### Document excerpt
Start of Block
New statistics show a record number of people died in traffic crashes in Florida last year. Motorists drinking and driving and not using seatbelts continue to be major reasons why people don't survive crashes. The police officers who see the tragedies firsthand are frustrated that so many of these deaths could be prevented.
3,179 people died in traffic crashes in Florida last year, the highest number on record.
Sgt. Dave Folsom of the Tallahassee Police Department sees too many of them. He's haunted by the memory of one involving a little girl who wasn't wearing a seat belt.
“She'd had her little fingernails just painted just before the crash. They were pink, and I remember she'd just left a little party and she's six years old, and I stopped and bought a stuffed animal and brought it to the hospital. I mean she never saw it, but even to this day it still bothers me.”
You hear a lot about improperly installed car seats but parents are also not belting in their older kids. Seventy percent of children 4-17 killed in crashes last year were not wearing seatbelts.
Alcohol-related fatalities also hit a new high last year. 1096 people killed. Authorities are frustrated because their education efforts just don't seem to be getting through to some people.
End of Block
Dataset entries
Start of Block
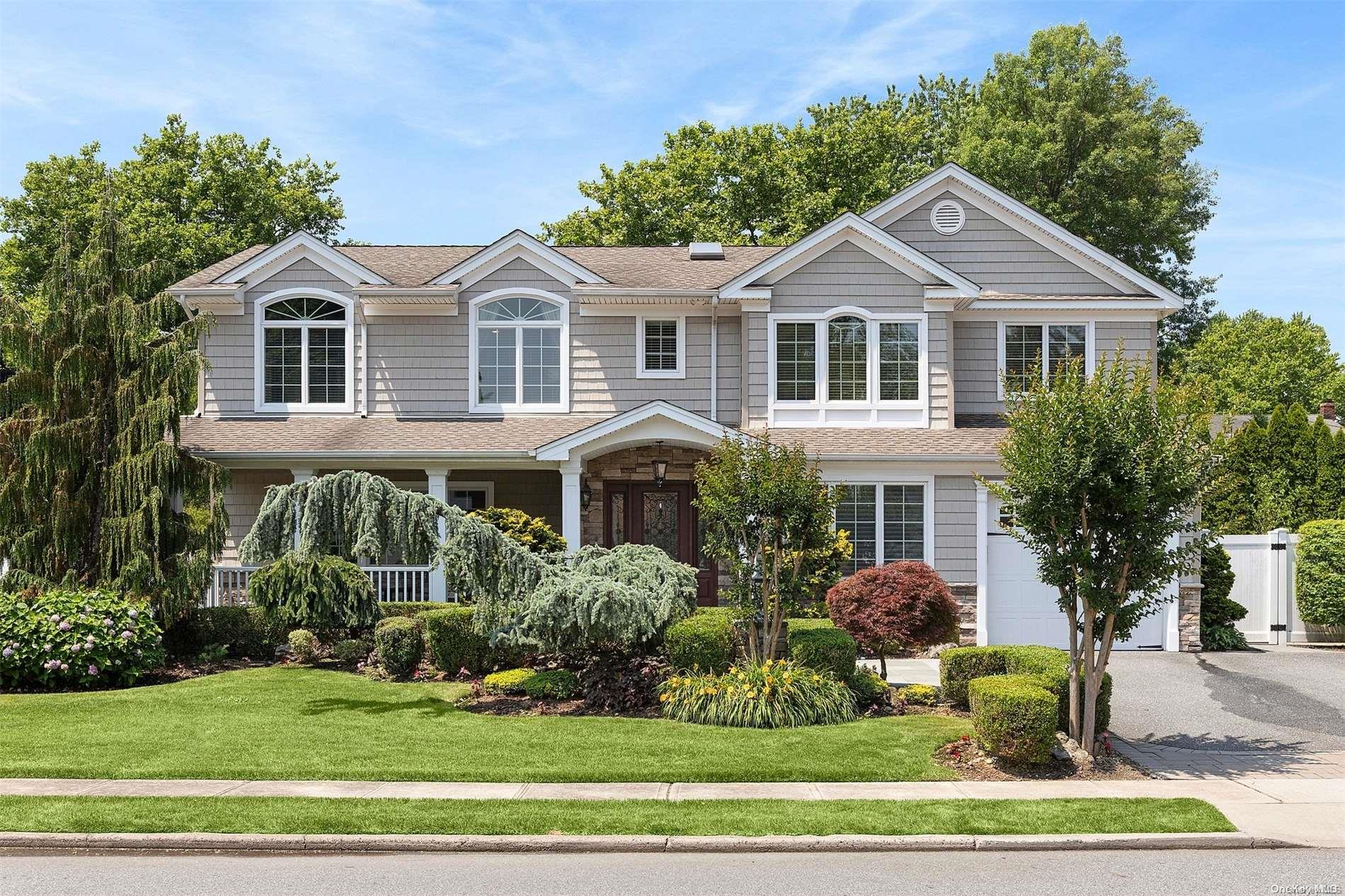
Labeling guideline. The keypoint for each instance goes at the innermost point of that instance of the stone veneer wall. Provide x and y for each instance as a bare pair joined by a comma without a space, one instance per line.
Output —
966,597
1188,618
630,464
End of Block
Start of Block
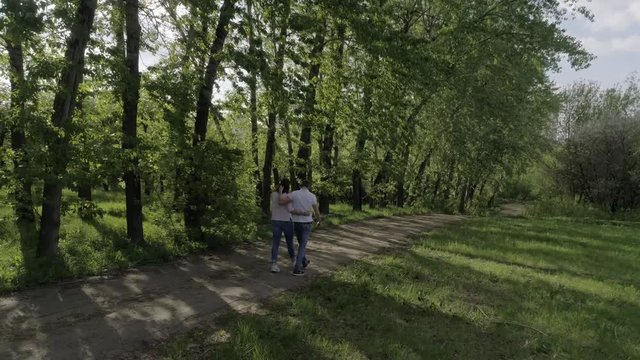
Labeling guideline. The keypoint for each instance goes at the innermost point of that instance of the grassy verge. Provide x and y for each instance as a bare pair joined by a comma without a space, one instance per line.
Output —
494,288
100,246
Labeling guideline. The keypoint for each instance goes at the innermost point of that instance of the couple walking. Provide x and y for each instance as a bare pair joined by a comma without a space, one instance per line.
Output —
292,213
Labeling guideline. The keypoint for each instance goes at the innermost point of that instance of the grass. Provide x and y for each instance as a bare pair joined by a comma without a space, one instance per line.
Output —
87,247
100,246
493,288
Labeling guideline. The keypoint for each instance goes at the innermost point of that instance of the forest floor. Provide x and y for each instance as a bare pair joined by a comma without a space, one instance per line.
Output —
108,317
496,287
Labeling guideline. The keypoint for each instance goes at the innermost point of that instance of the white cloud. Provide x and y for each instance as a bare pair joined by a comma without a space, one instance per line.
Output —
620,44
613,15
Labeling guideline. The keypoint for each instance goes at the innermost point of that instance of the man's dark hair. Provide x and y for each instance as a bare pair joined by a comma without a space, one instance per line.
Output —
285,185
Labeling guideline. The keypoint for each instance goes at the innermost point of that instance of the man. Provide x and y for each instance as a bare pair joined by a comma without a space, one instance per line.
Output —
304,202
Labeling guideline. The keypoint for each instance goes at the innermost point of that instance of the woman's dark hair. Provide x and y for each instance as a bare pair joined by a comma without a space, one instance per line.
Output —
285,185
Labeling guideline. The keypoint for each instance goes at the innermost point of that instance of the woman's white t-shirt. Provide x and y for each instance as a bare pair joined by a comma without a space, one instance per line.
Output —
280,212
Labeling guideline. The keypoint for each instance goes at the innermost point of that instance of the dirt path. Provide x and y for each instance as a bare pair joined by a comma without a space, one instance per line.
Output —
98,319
End of Block
### Study questions
(1) In the report on Florida traffic deaths, how many people were killed in alcohol-related crashes last year?
(2) Retype the passage of the report on Florida traffic deaths that lies between "Alcohol-related fatalities also" and "to some people.", inclusive.

### Solutions below
(1) 1096 people.

(2)
Alcohol-related fatalities also hit a new high last year. 1096 people killed. Authorities are frustrated because their education efforts just don't seem to be getting through to some people.